**Instructions to follow:**
Resume the passage on factors that push young people toward drug and alcohol addiction, starting right after its final sentence about low self-esteem.

**Provided text:**
- Opening Delimiter -
For young people, the home environment can lead to addiction. If a child's parents, other older family members or peers misuse alcohol or use drugs or break the law, that can significantly increase their potential of having future drug problems. Another environmental factor is that 18.4 % of Essex County youth between ages 16 and 24 are "disconnected," neither working nor in school, a rate that's 50% higher than the state average.

We have a culture that more often than not reaches for a pill for even modest levels of pain, thus signaling to young people taking pills is OK. Another factor is its accessibility. One of the leading sources is the rarely locked bathroom cabinet that provides youth easy access to drugs. Some people pretend to be a prospective purchaser of a home, and while touring the property for sale, raid the bathroom cabinets.

A third factor is low self-esteem, which can be driven by problems in school, bullying, not having a meaningful occupation, disappointment in one's appearance as compared to others, and envy of others who seem to have marvelous lives on social media.
- Closing Delimiter -
**Given information:**
- Opening Delimiter -
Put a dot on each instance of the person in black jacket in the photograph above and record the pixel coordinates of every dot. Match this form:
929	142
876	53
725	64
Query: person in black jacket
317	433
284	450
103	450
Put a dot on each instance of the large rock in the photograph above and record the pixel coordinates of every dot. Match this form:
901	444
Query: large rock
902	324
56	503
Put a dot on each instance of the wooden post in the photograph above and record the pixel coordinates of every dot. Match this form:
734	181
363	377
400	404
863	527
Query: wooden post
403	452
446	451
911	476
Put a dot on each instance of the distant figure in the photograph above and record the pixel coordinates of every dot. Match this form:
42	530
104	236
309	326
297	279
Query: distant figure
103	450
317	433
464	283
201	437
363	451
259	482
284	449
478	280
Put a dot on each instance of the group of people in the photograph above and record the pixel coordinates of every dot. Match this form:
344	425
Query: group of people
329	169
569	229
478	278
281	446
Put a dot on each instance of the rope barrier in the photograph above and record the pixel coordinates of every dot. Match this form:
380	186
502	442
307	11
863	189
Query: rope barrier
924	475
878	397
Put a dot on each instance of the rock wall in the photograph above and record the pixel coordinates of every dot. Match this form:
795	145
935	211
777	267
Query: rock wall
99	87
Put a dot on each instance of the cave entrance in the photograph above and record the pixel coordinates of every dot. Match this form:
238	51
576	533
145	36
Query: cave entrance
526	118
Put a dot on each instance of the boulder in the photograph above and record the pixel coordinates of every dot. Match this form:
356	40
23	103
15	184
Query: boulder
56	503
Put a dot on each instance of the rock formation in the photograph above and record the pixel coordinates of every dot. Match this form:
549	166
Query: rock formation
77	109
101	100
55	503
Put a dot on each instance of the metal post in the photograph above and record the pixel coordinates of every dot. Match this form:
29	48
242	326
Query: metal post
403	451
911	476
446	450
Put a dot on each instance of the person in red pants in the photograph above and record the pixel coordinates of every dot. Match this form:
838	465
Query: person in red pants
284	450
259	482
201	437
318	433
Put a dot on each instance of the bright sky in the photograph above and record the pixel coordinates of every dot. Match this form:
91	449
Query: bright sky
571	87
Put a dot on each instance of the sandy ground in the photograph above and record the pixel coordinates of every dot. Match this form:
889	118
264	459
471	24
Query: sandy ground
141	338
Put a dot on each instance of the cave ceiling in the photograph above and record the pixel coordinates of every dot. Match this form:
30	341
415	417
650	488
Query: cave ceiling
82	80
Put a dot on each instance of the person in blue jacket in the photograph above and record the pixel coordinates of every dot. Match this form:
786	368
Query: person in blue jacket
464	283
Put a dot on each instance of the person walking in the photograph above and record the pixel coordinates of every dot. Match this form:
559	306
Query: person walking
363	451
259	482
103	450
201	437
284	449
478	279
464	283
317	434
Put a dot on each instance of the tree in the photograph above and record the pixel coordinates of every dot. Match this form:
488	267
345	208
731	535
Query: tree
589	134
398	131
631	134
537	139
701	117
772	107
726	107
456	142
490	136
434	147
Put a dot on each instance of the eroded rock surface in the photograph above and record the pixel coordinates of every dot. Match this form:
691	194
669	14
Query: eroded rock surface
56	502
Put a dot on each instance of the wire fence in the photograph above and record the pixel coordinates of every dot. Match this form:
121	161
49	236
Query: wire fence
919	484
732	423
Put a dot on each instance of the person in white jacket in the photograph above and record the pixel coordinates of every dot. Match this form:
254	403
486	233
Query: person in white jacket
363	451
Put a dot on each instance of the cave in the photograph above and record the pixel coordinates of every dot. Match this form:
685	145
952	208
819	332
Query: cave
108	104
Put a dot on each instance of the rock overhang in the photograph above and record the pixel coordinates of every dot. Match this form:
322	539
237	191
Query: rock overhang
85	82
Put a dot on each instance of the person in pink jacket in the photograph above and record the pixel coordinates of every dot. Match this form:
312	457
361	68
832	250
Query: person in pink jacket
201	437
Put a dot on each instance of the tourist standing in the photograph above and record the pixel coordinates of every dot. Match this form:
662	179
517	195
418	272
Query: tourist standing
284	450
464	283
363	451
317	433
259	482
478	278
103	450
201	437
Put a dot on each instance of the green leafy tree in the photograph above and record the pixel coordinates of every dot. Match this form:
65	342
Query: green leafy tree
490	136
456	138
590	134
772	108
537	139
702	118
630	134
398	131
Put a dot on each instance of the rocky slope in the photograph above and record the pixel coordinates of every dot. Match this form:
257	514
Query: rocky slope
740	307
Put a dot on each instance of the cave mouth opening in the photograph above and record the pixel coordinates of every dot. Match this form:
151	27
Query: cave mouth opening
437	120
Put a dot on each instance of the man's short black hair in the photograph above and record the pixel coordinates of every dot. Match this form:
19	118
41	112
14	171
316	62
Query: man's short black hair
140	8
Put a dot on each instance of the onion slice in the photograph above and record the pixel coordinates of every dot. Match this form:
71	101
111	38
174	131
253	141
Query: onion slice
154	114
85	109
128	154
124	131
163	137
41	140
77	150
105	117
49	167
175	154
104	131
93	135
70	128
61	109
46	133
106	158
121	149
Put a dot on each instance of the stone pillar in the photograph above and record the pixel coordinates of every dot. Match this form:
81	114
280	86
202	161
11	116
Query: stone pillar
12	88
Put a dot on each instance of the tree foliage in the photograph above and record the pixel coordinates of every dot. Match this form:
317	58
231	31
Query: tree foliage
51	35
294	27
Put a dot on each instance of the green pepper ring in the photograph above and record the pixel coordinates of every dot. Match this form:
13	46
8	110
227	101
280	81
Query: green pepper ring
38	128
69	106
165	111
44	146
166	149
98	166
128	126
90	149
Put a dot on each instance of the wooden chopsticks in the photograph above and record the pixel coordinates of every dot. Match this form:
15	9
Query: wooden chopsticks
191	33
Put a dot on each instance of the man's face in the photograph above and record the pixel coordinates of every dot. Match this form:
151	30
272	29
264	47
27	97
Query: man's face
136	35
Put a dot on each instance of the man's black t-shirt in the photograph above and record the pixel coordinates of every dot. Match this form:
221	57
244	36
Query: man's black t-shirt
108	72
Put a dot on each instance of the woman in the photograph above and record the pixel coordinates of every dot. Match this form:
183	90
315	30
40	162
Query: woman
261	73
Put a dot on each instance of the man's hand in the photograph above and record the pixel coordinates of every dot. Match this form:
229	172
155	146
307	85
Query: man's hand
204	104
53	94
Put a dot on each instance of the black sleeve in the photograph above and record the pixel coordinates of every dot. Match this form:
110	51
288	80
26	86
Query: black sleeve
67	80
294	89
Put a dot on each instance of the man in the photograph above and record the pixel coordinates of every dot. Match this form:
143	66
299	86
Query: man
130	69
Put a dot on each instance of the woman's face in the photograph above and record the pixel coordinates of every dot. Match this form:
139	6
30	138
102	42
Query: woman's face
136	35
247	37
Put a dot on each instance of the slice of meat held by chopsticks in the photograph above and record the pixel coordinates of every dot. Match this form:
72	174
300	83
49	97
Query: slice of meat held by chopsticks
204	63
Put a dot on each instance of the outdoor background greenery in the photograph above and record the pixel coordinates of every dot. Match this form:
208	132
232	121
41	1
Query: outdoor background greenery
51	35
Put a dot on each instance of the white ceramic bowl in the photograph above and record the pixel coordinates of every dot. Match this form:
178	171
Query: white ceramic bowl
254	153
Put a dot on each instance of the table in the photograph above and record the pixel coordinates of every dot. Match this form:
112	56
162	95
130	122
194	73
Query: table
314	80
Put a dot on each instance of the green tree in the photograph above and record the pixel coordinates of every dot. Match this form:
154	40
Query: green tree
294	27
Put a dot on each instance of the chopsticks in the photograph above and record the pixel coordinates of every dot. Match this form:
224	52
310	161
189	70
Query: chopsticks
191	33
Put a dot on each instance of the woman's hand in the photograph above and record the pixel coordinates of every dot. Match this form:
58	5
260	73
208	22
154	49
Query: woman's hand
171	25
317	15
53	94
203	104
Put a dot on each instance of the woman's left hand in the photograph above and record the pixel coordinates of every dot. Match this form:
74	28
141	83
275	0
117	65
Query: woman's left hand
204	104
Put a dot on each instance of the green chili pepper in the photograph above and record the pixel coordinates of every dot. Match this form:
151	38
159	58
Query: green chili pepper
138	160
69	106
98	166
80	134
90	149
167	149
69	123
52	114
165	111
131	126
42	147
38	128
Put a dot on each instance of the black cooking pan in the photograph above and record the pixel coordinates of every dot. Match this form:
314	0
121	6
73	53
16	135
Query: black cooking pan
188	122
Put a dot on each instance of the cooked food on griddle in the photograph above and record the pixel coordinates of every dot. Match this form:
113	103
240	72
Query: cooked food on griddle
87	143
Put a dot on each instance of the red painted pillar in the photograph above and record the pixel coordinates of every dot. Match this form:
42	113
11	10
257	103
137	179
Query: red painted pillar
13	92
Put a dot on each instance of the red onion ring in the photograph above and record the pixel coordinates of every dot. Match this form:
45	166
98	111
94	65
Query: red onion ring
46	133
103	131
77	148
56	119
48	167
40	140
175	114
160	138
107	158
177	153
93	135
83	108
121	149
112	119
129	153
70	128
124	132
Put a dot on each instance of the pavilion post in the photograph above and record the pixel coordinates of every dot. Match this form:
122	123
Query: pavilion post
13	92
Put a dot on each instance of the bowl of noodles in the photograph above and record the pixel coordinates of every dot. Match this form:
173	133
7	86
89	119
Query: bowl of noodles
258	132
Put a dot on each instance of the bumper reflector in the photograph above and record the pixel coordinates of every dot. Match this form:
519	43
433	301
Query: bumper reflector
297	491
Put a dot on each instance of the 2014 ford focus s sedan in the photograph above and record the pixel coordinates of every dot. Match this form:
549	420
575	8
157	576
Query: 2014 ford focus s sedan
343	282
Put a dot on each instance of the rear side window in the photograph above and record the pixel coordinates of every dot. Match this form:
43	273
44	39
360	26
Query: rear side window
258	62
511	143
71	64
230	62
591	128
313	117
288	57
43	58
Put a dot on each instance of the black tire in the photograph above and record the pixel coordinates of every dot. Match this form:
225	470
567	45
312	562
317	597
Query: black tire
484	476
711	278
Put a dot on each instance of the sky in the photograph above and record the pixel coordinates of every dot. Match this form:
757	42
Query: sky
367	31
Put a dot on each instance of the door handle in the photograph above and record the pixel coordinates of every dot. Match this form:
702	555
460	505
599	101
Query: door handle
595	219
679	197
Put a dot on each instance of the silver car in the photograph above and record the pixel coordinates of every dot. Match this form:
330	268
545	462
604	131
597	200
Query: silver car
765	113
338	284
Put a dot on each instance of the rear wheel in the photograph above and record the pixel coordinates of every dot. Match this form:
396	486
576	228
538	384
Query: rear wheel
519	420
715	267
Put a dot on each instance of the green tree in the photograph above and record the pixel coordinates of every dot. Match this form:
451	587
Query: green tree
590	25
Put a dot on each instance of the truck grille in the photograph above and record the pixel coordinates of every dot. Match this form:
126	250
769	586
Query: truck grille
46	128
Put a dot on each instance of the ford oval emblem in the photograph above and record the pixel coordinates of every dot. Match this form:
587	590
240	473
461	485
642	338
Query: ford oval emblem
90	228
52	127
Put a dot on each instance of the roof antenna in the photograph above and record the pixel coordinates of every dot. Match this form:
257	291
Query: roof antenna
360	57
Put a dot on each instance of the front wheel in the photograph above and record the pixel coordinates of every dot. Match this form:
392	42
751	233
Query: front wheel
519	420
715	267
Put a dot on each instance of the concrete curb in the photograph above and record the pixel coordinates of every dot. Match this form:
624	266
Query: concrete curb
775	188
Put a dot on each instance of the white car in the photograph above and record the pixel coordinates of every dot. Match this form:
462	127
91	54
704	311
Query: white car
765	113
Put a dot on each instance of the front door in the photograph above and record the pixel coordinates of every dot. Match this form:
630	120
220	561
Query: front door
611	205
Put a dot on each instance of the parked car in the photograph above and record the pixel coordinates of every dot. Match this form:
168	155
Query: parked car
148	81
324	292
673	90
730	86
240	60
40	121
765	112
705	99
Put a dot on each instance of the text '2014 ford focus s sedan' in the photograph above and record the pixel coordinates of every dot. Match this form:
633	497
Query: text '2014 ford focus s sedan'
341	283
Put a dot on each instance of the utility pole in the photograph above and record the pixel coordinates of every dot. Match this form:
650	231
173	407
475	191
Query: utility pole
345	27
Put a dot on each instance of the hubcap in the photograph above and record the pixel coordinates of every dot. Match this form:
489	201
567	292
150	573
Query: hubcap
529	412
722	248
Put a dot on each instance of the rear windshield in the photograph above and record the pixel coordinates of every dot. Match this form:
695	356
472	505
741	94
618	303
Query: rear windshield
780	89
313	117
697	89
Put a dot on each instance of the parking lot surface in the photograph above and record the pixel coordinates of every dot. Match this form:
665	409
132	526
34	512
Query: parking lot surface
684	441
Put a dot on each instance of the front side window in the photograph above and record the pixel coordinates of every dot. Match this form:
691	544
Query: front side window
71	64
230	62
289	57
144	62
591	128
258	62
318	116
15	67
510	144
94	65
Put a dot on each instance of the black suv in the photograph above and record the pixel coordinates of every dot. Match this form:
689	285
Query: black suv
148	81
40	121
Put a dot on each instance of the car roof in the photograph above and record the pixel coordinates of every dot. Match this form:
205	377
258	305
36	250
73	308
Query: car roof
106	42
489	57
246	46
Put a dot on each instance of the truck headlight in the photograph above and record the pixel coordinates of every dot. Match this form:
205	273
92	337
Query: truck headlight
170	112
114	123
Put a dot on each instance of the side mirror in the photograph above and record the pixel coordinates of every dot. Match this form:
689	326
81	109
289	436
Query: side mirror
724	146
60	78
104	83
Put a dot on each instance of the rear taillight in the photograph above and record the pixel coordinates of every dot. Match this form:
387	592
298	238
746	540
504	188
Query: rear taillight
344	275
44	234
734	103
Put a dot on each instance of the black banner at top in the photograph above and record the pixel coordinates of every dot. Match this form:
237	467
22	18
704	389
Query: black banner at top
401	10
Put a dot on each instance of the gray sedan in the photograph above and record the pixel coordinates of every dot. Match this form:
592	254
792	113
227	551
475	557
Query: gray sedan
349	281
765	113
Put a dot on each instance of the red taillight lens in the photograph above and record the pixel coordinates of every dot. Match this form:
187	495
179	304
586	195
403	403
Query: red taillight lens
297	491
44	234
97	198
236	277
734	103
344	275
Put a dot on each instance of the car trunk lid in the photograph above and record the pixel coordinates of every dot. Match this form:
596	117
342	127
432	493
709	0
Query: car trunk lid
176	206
- Closing Delimiter -
**Output for this task:**
On the biology side of the problem, Randolph described that marijuana as being slow acting, especially if swallowed, but if smoked, it enters the bloodstream much faster. He said the quicker a drug can enter the bloodstream and reach the brain, the faster the high, but also the shorter the high lasts setting one up for wanting the stimulant again sooner. Randolph said that opiates, which dissolve in liquids easily, can thus reach the brain quickly, even more so if injected into ones' veins. He added that a danger of purchasing marijuana on the street is not knowing what's in it; it may, more often than not, be laced with a stimulant.

As the brains of youth are not fully developed, the danger of using alcohol, tobacco and other drugs is acute. Randolph said the earlier young people start using substances, the more likely they'll have abuse problems later in life. The last part of a teen's brain to develop is the pre-frontal cortex, known as the rational part of the brain. Indeed, it's not fully developed until a person is about 25. This is the part of the brain that develops good judgment and awareness of long-term consequences.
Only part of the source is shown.